> **WHAT IS BEING ASKED**: Write out every item below without changing a single word.

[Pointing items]
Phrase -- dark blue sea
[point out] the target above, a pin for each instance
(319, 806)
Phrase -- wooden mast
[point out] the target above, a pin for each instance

> **FINISHED EXERCISE**:
Phrase -- dark blue sea
[point out] the target above, a pin for each instance
(319, 806)
Phrase -- wooden mast
[point out] the target above, a pin for each instance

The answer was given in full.